## ABOUT THIS EXERCISE:
For the data below, say how many lines contain "cloud". Only the number should be given.

## AVAILABLE DATA:
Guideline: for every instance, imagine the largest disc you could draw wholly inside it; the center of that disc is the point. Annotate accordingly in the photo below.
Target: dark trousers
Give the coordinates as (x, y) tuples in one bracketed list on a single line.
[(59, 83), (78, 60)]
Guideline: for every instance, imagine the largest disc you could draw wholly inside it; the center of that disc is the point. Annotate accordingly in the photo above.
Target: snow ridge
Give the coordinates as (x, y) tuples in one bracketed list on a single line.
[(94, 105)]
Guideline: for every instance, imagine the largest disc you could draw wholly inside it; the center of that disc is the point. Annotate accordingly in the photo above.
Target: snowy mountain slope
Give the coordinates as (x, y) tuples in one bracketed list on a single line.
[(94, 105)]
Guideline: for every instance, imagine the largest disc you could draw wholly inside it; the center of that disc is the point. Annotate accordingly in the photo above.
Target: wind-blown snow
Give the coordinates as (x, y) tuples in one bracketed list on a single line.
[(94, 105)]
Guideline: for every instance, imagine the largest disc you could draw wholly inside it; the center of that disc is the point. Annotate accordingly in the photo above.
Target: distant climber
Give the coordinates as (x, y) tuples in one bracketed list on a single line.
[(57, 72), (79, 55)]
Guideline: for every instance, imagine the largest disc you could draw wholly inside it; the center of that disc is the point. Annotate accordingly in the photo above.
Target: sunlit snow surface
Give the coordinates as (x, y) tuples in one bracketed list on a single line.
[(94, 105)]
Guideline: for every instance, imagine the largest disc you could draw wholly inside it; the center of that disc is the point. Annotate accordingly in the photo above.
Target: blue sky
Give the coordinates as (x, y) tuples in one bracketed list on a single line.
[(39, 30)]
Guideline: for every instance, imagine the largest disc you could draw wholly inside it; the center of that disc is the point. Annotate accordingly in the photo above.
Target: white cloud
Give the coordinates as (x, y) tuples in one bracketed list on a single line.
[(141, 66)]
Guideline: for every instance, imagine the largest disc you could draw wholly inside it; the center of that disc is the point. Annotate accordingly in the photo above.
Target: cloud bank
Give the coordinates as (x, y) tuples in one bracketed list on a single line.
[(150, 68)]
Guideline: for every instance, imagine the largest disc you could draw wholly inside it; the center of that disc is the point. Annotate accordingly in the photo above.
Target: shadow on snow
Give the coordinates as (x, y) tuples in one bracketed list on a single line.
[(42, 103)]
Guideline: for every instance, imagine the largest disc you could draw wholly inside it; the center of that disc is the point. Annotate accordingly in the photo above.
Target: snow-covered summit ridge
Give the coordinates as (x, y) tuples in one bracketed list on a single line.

## TASK RESPONSE:
2